◆ WHAT IS NEEDED
Please copy out every line in the entries below that contains the string "wall". Matching is case-sensitive.

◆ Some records
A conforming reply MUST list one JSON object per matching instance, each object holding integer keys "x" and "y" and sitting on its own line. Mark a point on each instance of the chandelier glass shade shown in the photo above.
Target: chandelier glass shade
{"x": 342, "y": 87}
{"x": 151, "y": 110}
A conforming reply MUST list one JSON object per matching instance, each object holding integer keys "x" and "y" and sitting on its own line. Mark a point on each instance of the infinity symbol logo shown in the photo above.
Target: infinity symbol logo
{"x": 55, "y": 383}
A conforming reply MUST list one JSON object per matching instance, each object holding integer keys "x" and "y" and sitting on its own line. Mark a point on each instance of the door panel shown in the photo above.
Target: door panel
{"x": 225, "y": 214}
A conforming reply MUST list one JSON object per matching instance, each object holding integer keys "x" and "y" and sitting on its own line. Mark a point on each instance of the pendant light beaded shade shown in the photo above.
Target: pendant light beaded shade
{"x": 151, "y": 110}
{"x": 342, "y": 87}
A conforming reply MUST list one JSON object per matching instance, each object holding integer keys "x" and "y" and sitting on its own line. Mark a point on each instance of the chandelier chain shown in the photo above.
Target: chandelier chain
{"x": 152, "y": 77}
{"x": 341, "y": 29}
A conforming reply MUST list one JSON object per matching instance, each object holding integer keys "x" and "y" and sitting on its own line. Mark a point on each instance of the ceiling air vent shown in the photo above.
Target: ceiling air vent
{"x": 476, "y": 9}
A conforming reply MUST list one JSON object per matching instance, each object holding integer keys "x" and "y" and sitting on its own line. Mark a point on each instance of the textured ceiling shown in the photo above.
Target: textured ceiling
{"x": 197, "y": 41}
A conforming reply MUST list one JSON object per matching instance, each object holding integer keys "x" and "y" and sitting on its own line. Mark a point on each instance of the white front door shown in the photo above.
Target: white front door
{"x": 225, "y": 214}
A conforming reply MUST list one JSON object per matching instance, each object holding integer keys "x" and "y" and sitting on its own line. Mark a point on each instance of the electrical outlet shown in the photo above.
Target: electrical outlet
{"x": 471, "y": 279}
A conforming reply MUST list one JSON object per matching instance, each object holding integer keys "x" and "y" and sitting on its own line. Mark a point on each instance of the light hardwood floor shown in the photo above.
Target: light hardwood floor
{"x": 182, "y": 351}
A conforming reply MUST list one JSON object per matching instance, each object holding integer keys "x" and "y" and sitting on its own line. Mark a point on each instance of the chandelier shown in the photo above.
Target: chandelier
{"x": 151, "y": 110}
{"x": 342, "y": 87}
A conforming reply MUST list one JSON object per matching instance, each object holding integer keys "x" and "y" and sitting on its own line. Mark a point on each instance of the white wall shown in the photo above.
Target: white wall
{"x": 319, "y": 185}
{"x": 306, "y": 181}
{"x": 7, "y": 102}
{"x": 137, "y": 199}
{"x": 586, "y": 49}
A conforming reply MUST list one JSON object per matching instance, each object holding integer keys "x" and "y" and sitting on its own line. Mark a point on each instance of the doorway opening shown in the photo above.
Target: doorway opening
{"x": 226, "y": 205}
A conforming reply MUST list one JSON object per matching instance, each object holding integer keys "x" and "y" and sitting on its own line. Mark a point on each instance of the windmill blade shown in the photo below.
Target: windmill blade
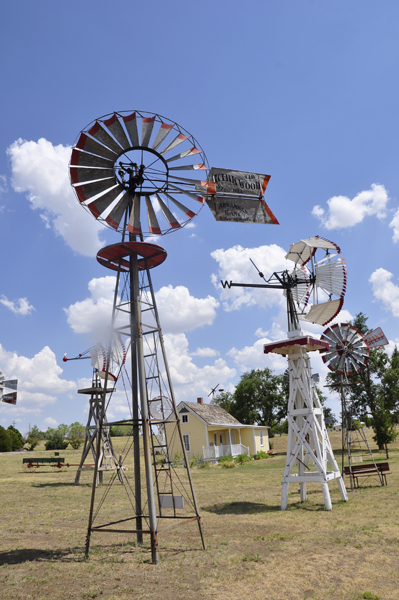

◆ REPLY TO THE TASK
A conforming reply MUST list one JSON object per matching instance, each object holding integer keys "x" and "y" and sitting on its own line. Mark a point on each instance of the white wall shown in the photo above.
Target: white wall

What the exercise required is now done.